--- Written exercise ---
Output the listing below as a JSON list of strings, one string per line with blank lines omitted, from its first line up to and including the line that contains "column 173, row 119".

* begin Entries supplied *

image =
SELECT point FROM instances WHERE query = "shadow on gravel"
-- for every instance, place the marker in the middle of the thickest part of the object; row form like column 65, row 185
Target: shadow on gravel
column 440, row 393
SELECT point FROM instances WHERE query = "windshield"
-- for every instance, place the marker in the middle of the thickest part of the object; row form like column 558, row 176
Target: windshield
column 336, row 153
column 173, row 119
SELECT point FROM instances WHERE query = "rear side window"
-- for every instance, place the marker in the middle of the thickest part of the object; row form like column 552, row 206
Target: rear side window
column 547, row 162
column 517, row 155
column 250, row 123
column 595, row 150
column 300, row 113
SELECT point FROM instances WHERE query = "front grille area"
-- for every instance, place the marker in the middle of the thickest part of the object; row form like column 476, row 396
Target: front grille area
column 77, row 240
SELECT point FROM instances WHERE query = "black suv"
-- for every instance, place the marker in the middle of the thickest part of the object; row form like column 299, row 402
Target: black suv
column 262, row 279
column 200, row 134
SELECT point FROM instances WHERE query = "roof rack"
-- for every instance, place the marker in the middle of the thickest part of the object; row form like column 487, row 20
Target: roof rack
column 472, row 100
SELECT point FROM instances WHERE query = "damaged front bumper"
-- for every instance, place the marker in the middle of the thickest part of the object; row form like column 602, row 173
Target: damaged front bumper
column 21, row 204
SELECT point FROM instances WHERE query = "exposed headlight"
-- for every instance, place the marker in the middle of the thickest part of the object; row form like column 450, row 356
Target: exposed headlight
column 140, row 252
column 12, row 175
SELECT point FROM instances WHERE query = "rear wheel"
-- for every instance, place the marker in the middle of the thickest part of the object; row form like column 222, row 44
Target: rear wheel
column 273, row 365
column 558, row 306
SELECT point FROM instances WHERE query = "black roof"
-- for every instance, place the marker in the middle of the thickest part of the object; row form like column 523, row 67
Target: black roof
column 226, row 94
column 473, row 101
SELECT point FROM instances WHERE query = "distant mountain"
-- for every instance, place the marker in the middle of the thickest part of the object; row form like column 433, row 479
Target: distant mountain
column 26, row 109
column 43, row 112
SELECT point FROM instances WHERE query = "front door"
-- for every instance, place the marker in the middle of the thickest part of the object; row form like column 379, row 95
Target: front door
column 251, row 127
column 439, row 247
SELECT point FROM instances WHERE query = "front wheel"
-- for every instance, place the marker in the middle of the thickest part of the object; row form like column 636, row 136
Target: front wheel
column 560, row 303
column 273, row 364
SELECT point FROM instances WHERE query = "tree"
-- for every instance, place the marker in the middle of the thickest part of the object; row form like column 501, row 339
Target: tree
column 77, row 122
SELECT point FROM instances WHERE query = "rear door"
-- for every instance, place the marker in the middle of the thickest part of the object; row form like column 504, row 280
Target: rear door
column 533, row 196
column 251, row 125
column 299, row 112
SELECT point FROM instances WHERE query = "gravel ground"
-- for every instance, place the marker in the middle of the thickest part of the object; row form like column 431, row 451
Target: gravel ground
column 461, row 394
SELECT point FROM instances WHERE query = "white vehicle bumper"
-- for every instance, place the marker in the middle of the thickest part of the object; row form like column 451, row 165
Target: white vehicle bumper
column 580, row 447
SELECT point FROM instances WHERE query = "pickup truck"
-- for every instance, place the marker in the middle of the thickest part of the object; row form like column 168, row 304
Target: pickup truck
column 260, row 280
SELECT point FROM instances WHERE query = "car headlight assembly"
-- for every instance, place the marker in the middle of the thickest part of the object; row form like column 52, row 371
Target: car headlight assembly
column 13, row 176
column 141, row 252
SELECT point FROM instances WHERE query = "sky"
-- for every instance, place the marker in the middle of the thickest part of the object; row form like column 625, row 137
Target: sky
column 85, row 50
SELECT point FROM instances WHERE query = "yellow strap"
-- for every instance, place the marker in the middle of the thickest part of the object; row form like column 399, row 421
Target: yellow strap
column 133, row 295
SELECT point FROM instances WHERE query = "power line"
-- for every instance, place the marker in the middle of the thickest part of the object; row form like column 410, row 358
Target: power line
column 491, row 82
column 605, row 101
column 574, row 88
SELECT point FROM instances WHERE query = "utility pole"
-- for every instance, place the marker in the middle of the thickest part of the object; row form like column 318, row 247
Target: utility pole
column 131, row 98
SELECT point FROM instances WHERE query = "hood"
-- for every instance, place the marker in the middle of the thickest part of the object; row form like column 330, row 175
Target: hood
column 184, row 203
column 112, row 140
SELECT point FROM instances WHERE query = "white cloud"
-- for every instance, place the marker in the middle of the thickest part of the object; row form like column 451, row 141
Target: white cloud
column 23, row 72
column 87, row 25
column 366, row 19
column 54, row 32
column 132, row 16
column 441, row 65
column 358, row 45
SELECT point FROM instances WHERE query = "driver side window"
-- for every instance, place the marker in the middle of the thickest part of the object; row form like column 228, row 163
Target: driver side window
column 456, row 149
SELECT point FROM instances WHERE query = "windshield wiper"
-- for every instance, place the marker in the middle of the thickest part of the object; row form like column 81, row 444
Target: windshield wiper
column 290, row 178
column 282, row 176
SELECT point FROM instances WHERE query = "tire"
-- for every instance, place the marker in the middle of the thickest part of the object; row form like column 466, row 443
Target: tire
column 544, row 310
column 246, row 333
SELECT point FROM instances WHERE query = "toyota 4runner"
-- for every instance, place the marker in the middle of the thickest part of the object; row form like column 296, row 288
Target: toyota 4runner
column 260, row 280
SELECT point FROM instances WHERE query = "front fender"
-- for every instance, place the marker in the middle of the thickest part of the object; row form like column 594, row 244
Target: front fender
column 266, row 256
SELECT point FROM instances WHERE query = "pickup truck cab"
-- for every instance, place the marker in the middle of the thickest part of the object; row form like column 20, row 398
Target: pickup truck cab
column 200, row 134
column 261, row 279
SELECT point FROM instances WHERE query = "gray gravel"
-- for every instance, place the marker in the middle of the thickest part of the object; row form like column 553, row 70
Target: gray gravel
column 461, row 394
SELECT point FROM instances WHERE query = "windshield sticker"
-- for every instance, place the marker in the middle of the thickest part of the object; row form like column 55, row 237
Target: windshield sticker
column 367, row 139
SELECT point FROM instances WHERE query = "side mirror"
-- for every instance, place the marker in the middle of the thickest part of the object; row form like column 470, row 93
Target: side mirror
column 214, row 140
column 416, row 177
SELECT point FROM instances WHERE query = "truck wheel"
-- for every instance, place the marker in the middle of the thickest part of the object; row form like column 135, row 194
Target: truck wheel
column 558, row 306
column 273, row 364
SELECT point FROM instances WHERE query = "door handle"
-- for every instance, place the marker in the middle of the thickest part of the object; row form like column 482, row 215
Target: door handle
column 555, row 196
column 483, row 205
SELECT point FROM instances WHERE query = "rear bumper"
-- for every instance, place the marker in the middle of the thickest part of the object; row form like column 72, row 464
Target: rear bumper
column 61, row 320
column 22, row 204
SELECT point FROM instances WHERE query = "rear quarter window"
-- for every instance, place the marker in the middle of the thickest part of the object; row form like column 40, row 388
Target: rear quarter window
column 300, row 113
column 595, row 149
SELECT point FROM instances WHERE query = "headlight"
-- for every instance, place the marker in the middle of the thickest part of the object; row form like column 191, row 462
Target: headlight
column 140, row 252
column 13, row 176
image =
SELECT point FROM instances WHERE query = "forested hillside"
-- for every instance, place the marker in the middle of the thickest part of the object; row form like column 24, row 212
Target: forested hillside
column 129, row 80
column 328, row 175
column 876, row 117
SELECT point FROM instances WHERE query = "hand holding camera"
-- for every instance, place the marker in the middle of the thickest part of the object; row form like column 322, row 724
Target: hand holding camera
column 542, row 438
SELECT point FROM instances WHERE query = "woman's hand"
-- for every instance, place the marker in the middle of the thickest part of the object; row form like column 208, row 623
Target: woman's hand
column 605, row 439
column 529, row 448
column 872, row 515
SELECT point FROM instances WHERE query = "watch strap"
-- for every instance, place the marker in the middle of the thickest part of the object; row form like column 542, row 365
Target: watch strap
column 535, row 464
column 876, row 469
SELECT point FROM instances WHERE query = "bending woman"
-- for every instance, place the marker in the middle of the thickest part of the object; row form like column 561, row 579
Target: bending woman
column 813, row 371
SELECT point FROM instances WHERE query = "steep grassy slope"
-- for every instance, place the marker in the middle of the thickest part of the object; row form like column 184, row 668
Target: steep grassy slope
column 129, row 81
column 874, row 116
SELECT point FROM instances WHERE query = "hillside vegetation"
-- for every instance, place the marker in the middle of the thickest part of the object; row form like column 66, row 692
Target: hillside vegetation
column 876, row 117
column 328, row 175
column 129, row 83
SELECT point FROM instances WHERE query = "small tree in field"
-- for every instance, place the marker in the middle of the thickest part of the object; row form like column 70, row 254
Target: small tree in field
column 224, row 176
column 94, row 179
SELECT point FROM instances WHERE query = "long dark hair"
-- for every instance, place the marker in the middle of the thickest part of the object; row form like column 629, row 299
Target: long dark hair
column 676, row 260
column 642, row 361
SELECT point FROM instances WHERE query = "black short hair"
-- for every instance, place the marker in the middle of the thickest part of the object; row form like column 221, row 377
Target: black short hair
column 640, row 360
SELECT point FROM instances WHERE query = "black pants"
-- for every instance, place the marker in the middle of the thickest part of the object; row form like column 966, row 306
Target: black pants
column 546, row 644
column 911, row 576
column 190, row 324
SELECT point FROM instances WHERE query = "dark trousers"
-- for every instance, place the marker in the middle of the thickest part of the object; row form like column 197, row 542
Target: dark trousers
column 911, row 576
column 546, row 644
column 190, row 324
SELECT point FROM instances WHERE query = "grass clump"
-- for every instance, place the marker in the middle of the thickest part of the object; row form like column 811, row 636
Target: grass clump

* end Entries supplied *

--- Task output ---
[
  "image =",
  "SELECT point FROM instances WHERE query = \"shadow on gravel\"",
  "-- for every instance, place the marker in the middle of the thickest part of the object; row form like column 65, row 185",
  "Target: shadow on gravel",
  "column 440, row 393",
  "SELECT point FROM instances WHERE query = \"windshield\"",
  "-- for every instance, place the marker in the middle of the thickest part of the object; row form like column 558, row 176",
  "Target: windshield",
  "column 336, row 153",
  "column 173, row 119"
]